Give the number of lines in the data below containing the word "person", with no other text.
"""
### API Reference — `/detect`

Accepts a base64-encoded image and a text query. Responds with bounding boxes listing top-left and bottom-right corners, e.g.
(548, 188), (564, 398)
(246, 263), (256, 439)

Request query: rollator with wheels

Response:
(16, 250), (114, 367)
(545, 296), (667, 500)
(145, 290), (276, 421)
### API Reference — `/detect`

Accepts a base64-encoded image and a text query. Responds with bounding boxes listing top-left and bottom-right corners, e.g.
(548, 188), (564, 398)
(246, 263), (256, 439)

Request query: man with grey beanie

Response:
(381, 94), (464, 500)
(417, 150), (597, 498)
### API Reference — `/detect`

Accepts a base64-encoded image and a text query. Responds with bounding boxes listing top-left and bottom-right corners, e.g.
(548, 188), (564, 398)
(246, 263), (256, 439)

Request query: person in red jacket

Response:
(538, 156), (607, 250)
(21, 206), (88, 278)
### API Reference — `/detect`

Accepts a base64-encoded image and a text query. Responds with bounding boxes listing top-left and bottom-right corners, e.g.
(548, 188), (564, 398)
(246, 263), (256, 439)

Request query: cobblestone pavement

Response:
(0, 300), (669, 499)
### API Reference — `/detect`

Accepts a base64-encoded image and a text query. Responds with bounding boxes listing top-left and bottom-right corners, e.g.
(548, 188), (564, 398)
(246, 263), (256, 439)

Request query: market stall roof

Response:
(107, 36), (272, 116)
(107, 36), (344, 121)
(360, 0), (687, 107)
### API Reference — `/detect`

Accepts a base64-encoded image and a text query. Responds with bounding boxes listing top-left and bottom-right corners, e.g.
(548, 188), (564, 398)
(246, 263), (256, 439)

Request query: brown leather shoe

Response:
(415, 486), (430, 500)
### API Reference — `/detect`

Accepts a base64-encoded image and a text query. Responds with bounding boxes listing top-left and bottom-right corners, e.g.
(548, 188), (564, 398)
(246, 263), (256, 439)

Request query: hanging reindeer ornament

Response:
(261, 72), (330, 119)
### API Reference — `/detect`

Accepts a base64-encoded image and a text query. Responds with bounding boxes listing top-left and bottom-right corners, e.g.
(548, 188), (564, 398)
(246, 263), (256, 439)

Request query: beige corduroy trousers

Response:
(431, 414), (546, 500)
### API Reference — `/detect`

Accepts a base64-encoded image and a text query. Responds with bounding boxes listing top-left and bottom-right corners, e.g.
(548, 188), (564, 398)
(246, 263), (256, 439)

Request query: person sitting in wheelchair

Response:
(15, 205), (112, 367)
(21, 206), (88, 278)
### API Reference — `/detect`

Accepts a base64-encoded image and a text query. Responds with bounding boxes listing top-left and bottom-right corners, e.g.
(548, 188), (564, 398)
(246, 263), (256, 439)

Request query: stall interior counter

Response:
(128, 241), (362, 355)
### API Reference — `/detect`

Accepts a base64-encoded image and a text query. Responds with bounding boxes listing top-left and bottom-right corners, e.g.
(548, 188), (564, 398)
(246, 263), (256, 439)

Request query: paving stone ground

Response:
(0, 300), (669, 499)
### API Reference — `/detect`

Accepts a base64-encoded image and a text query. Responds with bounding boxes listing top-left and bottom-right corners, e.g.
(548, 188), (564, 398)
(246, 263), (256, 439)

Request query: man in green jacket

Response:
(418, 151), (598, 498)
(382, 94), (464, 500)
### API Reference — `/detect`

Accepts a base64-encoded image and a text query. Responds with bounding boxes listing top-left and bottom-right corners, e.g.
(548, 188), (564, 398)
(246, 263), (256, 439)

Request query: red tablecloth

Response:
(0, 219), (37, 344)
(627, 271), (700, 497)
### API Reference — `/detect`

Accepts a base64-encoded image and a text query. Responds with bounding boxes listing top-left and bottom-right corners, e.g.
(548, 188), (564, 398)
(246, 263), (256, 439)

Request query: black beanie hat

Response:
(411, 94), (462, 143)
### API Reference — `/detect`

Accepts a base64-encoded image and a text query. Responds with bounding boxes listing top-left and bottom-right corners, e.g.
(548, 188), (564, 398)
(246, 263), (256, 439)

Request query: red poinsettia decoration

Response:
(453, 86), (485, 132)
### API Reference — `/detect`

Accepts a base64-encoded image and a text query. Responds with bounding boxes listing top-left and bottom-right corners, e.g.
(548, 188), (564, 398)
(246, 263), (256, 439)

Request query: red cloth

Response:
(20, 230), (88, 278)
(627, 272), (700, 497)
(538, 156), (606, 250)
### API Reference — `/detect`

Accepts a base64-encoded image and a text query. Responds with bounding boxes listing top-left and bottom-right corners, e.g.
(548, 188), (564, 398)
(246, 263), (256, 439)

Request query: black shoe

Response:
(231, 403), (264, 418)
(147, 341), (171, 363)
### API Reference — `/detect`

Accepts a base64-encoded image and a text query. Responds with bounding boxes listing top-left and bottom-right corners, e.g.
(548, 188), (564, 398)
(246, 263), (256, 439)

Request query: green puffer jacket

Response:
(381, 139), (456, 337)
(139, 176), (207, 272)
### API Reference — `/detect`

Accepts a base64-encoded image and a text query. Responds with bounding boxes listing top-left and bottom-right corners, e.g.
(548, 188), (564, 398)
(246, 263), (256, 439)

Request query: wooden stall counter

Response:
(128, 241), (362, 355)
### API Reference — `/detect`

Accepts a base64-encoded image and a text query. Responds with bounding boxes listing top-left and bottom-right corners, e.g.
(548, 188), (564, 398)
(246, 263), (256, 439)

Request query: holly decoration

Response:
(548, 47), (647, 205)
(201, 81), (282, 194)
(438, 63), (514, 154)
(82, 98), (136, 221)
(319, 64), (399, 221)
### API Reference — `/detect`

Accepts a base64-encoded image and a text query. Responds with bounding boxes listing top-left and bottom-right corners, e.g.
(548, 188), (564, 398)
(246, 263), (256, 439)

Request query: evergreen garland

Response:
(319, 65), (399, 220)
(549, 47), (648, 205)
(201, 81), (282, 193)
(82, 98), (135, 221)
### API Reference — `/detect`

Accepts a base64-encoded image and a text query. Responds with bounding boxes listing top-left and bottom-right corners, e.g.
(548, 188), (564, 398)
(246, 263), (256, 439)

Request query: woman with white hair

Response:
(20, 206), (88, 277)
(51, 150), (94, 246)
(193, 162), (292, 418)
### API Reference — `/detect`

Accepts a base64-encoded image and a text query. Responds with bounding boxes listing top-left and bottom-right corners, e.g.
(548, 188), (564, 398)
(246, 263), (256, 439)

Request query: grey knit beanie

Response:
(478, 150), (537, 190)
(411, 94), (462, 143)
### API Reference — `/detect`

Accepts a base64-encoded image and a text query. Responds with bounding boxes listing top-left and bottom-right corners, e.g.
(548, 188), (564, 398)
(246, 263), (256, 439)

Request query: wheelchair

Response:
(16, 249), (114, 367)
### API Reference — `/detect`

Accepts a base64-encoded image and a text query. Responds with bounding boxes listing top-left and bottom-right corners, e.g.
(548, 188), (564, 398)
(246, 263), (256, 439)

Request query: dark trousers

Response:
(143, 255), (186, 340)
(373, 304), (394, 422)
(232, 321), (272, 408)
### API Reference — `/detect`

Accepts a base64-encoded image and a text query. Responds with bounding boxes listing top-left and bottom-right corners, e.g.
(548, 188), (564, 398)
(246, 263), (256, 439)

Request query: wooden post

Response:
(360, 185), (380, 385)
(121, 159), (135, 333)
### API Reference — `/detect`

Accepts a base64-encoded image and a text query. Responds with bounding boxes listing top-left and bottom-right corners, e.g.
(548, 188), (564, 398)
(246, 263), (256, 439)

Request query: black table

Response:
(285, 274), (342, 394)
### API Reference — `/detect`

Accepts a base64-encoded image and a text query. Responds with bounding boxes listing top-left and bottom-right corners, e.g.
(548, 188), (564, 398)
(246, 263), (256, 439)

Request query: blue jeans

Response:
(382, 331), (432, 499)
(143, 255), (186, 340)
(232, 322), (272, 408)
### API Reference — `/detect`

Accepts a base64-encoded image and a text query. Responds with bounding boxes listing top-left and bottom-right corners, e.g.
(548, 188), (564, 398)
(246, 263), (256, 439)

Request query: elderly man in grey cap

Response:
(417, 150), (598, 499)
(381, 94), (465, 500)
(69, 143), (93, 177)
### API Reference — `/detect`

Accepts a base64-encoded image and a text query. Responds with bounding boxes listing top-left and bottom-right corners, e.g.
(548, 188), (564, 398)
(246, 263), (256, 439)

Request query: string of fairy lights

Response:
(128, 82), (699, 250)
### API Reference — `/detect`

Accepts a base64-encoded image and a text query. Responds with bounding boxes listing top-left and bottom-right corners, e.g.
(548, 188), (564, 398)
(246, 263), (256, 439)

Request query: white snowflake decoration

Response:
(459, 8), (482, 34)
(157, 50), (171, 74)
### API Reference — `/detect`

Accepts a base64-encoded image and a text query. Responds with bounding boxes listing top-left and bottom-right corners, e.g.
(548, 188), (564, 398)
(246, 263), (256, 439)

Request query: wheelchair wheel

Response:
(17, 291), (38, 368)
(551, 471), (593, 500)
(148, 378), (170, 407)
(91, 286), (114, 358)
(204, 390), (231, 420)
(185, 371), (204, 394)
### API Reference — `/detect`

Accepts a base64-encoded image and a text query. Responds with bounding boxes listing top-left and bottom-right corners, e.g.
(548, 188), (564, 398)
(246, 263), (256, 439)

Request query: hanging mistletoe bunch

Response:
"""
Task answer: 2